TEXTO DE LA PÁGINA:
• • •
Quienes deseen leer el texto completo de esta memoria personal, lo encontrarán en "EL LABERINTO y EL HILO" (completo)
Algunos amigos/as me pidieron que lo buscara y publicara. Intenté encontrarlo en los archivos de Página/12, pero no pude conseguirlo. Entonces me puse a revisar viejos papeles y en una carpeta estaba. Y si estaba, debía estar también en un antiguo diskette. ¡Y estaba! Aquí lo reproduzco, 18 años después...
(Caracas, 2 de agosto de 1993)
Señor Presidente de la República de Venezuela...
Señores del Jurado...
Vengo a agradecer esta distinción con que hoy me honran. Sé de la importancia de este Premio, al que jamás aspiré porque daba por supuesto que mis méritos nunca serían suficientes, del mismo modo que advierto la trascendencia que adquiere a partir de ahora mi trabajo silencioso, solitario y casi secreto, como el de todos los escritores que en el mundo han sido.
• • •
LÍNEAS MOSTRADAS:
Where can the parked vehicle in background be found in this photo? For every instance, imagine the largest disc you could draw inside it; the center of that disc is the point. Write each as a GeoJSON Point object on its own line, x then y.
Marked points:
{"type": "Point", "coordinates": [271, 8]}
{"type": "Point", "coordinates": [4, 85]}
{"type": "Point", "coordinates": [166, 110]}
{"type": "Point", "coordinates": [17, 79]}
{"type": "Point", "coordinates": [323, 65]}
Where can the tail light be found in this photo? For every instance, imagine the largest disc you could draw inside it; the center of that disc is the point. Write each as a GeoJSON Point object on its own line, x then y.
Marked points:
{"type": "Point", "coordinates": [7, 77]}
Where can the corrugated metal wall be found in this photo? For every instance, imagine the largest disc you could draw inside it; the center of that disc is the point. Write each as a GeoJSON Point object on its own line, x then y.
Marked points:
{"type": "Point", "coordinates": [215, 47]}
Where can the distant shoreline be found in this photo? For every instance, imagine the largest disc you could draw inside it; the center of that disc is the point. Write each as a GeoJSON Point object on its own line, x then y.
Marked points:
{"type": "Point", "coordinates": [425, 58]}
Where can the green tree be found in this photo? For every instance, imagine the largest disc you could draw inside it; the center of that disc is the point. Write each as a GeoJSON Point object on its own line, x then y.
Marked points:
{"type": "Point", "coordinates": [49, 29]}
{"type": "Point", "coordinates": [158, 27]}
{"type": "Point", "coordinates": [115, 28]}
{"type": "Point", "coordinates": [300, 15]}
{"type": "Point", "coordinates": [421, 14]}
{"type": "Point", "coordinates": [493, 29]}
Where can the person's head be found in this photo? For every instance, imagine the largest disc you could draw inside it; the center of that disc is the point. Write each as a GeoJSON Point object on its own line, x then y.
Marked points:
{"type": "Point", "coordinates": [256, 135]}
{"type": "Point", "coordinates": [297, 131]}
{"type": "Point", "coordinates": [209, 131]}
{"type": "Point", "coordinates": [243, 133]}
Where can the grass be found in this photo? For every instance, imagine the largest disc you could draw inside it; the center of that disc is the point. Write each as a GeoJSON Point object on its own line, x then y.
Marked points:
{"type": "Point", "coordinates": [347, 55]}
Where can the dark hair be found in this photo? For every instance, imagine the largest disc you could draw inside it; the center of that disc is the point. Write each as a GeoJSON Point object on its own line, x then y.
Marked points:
• • •
OBJETIVO: Actualiza el texto de la página desde "Algunos amigos/as me" hasta "mundo han sido.", ambos incluidos, y escribe ese trozo con "disquete" en lugar de "diskette".

RESPUESTA CORRECTA:
Algunos amigos/as me pidieron que lo buscara y publicara. Intenté encontrarlo en los archivos de Página/12, pero no pude conseguirlo. Entonces me puse a revisar viejos papeles y en una carpeta estaba. Y si estaba, debía estar también en un antiguo disquete. ¡Y estaba! Aquí lo reproduzco, 18 años después...
(Caracas, 2 de agosto de 1993)
Señor Presidente de la República de Venezuela...
Señores del Jurado...
Vengo a agradecer esta distinción con que hoy me honran. Sé de la importancia de este Premio, al que jamás aspiré porque daba por supuesto que mis méritos nunca serían suficientes, del mismo modo que advierto la trascendencia que adquiere a partir de ahora mi trabajo silencioso, solitario y casi secreto, como el de todos los escritores que en el mundo han sido.